+++ Excerpt provided +++

12-03-2024
PORT-AU-PRINCE: Haiti is fast descending into anarchy.
Over the weekend, the violence in the capital Port-au-Prince ramped up once again. Heavily armed gangs attacked the National Palace and set part of the Interior Ministry on fire with petrol bombs.
It comes after a sustained attack on the international airport, which remains closed to all flights including one carrying Prime Minister Ariel Henry.
He tried to fly back to Haiti from the United States last week, but his plane was refused permission to land. He was then turned away from the neighboring Dominican Republic too.
Henry is now stuck in Puerto Rico, unable to set foot in the nation he ostensibly leads.
Among those who did manage to get into the stricken Caribbean nation, though, was a group of US military personnel.
Following a request from the US State Department, the Pentagon confirmed it had carried out an operation to, as it put it, “augment the security” of the US embassy in Port-au-Prince and airlift all non-essential staff to safety.

+++

Goal of the exercise »
Write out, word for word, the part of the Haiti news report starting at "Over the weekend, the" and ending at "US military personnel.".

+++ Supplied material +++

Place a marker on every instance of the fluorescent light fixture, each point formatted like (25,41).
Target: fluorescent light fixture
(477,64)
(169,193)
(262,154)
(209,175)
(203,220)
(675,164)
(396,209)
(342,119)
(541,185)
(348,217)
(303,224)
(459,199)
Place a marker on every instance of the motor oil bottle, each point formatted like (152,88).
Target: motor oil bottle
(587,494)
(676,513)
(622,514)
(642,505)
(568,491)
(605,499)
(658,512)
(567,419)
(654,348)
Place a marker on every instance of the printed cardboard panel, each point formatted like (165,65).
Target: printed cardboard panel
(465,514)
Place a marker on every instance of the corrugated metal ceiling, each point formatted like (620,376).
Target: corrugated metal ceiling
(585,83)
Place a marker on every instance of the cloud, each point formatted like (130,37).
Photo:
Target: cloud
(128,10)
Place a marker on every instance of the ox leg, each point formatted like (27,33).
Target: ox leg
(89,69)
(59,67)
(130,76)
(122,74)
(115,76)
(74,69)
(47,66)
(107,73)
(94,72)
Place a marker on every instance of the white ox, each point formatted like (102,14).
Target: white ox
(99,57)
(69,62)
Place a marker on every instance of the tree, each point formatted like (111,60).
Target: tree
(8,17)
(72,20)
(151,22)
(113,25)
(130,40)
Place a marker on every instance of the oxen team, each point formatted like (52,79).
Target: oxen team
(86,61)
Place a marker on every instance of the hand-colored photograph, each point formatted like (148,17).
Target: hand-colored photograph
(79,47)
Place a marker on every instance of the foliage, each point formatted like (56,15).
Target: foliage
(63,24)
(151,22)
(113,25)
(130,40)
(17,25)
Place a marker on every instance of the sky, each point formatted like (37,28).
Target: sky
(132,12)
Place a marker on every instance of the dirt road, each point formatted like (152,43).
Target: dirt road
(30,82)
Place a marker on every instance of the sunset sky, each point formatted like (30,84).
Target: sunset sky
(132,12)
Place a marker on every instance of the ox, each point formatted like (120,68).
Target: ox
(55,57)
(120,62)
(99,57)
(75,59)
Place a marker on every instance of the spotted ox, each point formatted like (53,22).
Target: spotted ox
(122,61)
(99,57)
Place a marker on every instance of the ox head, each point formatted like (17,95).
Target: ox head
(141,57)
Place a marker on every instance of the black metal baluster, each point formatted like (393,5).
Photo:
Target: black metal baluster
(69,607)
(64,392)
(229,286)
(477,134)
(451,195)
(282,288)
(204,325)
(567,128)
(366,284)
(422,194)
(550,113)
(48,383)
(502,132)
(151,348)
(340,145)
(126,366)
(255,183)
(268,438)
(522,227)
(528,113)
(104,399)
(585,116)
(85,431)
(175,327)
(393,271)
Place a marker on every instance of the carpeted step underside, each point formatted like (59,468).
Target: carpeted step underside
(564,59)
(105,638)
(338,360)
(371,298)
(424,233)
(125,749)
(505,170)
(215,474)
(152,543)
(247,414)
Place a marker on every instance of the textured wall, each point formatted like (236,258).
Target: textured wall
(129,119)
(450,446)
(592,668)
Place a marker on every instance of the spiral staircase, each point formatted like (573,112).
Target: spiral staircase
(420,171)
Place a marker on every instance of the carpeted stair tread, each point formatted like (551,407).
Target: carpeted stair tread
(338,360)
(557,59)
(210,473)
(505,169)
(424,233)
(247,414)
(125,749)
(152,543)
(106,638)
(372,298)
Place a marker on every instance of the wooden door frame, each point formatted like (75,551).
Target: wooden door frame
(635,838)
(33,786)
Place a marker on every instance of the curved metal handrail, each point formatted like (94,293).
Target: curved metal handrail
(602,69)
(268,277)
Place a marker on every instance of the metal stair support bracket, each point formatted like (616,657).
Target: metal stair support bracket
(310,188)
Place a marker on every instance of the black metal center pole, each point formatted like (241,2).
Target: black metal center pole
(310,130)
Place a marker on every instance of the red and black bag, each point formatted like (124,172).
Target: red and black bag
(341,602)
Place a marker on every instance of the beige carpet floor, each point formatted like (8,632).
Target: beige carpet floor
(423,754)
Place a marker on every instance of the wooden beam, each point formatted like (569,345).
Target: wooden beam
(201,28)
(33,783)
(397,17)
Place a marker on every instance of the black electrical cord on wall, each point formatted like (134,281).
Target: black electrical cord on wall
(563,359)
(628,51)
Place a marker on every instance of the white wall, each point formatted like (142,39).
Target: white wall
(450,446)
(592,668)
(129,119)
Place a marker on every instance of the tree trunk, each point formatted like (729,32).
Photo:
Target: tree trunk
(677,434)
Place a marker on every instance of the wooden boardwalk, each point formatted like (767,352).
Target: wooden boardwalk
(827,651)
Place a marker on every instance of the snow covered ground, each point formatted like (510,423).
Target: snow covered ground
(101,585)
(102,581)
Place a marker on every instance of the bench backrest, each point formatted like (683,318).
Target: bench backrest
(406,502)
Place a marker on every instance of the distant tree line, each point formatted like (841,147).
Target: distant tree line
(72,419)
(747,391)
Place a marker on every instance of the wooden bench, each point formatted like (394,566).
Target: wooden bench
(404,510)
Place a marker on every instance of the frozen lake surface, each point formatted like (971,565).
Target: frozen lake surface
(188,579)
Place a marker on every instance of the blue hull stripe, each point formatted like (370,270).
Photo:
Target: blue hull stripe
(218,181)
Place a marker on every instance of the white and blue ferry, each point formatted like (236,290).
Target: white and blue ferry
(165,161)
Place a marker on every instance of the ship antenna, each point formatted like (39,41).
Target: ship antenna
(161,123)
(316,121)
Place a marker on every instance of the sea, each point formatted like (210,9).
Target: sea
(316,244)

+++

Your response »
Over the weekend, the violence in the capital Port-au-Prince ramped up once again. Heavily armed gangs attacked the National Palace and set part of the Interior Ministry on fire with petrol bombs.
It comes after a sustained attack on the international airport, which remains closed to all flights including one carrying Prime Minister Ariel Henry.
He tried to fly back to Haiti from the United States last week, but his plane was refused permission to land. He was then turned away from the neighboring Dominican Republic too.
Henry is now stuck in Puerto Rico, unable to set foot in the nation he ostensibly leads.
Among those who did manage to get into the stricken Caribbean nation, though, was a group of US military personnel.